Stored data:
○ ○ ○ ○
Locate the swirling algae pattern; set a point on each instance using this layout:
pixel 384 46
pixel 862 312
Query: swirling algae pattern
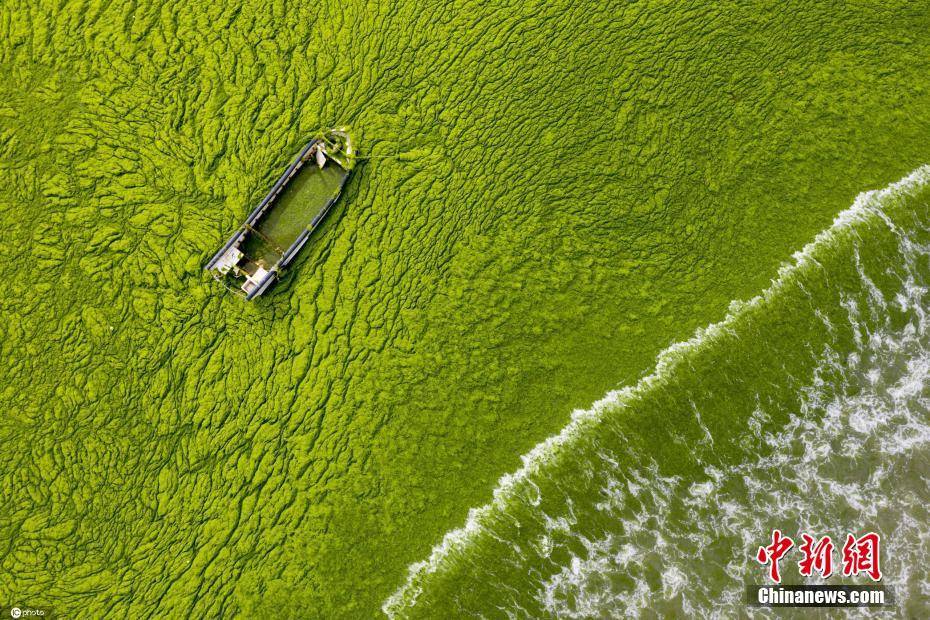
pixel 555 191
○ ○ ○ ○
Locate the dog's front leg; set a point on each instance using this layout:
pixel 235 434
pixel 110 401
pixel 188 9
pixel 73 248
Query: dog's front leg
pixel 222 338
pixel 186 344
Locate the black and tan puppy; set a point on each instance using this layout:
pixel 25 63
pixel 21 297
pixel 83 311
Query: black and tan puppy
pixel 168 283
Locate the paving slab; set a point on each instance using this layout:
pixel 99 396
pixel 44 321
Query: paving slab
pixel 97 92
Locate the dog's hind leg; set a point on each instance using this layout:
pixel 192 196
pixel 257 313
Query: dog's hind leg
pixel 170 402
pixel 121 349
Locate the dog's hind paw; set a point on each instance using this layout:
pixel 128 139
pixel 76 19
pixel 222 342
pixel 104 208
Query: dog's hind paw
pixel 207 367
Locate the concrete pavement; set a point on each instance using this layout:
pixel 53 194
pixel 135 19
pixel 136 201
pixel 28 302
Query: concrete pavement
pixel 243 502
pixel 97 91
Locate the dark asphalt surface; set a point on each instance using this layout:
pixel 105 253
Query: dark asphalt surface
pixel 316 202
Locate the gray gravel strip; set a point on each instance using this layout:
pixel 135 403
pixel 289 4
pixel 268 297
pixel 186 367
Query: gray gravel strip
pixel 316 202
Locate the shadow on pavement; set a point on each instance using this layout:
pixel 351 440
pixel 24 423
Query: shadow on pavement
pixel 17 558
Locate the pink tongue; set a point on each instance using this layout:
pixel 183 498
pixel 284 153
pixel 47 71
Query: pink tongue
○ ○ ○ ○
▸ **TASK DESCRIPTION**
Look through the entries and copy every line in which the string "point" appears.

▸ **WRITTEN SOLUTION**
Locate the swirling algae pattern; set a point on each instance using this layout:
Locate the dog's front leg; set a point on each instance using this layout:
Locate the black and tan puppy; set a point on each instance using this layout:
Locate the paving slab; set a point on each instance using this layout:
Locate the dog's hind leg; set a point on each instance using this layout:
Locate the dog's hind paw; set a point on each instance using this layout:
Locate the concrete pavement; set a point on each instance using this layout:
Locate the dark asphalt surface; set a point on each instance using this layout:
Locate the gray gravel strip; set a point on each instance using this layout:
Locate the shadow on pavement; set a point on each instance using this layout:
Locate the pink tongue; set a point on each instance using this layout:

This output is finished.